* **SUPPLIED RECORDS**
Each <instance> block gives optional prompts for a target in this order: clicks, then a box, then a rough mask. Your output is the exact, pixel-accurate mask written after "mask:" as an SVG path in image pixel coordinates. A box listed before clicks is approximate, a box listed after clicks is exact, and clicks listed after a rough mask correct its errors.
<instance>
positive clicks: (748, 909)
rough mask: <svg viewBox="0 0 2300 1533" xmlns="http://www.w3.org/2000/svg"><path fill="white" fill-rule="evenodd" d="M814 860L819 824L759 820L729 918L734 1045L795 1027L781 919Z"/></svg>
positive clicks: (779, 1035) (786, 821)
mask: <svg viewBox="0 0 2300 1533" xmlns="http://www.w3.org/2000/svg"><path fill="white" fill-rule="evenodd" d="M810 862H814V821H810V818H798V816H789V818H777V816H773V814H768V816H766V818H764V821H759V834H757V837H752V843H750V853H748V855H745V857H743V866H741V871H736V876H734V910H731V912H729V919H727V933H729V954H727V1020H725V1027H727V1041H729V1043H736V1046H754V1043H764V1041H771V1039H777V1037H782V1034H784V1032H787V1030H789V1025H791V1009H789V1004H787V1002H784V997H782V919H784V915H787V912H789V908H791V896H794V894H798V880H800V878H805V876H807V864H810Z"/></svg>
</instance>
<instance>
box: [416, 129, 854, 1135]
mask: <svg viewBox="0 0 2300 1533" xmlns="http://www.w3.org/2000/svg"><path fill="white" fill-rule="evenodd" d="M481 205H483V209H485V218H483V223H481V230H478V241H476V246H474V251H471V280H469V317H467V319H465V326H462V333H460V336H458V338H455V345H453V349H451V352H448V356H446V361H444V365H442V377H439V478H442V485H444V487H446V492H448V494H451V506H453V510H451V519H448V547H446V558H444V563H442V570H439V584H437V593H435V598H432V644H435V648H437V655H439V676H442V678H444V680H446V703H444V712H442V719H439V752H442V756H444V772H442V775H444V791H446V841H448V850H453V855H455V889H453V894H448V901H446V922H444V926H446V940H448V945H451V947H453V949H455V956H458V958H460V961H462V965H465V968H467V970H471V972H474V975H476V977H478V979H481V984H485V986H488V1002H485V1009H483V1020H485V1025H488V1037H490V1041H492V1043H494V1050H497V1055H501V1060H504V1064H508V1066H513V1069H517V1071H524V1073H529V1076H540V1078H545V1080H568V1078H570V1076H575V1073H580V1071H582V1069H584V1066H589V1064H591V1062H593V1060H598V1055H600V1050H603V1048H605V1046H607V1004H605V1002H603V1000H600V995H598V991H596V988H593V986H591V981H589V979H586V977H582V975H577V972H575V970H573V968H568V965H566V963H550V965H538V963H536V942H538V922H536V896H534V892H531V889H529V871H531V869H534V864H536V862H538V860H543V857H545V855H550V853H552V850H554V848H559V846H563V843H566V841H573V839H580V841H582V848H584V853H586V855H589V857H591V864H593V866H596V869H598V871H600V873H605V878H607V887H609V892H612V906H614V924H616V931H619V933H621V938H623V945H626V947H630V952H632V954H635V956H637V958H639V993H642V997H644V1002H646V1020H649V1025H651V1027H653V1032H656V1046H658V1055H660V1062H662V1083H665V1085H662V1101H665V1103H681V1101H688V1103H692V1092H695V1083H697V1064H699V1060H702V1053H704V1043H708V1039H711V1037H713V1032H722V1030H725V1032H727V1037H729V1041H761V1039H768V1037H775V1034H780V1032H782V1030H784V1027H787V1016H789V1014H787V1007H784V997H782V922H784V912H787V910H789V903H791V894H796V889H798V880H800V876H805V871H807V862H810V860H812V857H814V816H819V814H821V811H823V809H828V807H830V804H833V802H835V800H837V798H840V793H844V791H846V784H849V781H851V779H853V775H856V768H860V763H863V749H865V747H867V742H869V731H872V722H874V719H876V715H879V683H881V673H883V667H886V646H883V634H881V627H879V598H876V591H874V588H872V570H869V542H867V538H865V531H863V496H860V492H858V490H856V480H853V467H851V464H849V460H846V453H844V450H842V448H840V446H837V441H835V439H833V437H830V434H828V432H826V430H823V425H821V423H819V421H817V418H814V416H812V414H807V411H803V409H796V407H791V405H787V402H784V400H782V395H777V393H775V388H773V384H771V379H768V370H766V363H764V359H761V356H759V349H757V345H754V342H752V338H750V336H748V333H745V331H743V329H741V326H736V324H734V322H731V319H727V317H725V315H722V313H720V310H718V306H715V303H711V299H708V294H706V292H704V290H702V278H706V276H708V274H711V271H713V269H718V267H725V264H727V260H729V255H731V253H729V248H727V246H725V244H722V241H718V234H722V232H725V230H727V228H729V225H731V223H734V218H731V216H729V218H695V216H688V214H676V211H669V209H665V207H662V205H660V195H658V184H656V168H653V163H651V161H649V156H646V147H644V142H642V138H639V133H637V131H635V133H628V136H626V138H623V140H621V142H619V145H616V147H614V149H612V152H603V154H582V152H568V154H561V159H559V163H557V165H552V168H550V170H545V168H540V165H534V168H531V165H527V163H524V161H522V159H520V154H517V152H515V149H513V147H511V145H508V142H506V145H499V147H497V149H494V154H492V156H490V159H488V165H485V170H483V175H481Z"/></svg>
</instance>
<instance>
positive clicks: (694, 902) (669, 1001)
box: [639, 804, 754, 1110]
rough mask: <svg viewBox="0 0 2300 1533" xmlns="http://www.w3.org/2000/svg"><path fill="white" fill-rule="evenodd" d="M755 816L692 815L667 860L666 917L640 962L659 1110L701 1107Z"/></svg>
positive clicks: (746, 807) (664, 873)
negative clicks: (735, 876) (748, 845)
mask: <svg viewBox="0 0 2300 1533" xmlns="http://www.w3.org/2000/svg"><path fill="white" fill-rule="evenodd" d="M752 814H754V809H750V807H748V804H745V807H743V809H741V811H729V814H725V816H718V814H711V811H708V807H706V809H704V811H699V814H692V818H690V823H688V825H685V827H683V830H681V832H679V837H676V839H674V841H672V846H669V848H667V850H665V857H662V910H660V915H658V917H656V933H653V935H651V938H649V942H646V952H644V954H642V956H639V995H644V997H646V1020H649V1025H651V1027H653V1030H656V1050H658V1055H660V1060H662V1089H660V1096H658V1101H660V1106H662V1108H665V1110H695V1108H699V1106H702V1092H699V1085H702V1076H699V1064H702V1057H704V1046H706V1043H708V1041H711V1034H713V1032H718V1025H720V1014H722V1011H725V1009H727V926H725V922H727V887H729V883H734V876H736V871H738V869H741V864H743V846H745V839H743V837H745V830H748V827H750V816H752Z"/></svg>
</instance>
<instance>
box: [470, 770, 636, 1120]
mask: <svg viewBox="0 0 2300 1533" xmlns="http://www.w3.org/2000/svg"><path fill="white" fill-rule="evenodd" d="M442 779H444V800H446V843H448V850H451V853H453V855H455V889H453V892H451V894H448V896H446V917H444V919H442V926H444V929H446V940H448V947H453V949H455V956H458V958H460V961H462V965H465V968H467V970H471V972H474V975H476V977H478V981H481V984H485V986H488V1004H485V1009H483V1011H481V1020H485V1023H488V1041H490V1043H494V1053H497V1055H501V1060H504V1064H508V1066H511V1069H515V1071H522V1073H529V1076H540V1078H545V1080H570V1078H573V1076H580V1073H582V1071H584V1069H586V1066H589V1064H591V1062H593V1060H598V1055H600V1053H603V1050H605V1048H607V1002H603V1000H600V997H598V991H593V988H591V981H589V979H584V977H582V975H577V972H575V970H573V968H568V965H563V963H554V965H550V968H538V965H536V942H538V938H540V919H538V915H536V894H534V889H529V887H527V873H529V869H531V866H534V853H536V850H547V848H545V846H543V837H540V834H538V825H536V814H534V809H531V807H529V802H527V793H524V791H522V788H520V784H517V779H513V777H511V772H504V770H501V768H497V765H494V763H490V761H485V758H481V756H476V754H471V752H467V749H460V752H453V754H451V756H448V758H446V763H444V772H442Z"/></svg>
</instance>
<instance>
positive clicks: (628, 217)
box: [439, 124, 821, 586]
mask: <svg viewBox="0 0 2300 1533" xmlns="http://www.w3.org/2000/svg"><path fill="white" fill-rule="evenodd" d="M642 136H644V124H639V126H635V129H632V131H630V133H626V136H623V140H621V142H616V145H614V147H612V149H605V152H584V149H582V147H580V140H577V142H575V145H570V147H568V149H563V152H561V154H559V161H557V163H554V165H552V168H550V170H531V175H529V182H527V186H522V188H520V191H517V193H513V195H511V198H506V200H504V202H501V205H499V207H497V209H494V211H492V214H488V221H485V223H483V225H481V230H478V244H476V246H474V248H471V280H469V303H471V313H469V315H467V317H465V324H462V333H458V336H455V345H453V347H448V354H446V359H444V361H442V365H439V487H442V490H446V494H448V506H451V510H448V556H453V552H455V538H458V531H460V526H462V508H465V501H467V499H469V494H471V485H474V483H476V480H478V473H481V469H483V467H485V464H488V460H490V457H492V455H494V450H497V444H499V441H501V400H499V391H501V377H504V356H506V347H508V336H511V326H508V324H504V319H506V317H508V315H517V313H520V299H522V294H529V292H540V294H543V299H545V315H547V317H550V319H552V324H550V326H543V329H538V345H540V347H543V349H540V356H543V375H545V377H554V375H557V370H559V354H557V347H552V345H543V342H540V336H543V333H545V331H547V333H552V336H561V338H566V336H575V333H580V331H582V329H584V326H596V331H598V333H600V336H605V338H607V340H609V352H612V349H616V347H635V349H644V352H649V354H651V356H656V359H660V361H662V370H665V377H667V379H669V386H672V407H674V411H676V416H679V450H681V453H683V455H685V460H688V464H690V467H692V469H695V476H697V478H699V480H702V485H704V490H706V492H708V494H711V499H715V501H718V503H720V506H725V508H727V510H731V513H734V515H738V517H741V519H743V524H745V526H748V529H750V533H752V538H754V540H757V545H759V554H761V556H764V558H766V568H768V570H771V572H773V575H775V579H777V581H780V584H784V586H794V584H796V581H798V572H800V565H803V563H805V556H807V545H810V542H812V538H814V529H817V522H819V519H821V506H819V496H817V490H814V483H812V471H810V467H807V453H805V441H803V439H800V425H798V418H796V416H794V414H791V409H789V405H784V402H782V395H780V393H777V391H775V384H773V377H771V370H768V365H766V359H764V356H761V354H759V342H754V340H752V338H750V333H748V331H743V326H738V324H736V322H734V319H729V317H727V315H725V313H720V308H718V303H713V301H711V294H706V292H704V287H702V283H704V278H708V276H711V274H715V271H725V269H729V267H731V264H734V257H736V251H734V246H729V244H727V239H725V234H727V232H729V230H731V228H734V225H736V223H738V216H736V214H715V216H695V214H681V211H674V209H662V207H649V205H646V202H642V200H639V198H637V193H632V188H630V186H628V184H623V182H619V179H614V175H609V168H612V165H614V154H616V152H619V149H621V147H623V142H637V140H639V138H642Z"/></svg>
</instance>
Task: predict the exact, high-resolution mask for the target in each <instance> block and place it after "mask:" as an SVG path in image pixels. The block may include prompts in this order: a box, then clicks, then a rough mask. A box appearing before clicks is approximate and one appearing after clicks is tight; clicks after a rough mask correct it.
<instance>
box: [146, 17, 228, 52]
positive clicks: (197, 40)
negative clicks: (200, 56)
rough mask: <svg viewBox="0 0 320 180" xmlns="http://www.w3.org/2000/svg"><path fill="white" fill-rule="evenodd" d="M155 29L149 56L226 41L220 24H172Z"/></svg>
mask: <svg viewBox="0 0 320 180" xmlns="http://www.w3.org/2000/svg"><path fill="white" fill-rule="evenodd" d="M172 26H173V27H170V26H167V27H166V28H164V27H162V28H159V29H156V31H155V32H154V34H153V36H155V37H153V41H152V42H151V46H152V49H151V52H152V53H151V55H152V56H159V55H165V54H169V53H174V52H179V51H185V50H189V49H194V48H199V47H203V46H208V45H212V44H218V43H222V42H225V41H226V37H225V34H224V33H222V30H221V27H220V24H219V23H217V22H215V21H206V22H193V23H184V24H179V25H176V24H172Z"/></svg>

* **ASSIGNMENT**
State how many lines in the items above contain the word "before". Reply with the number alone.

* **REPLY TO THE EXERCISE**
2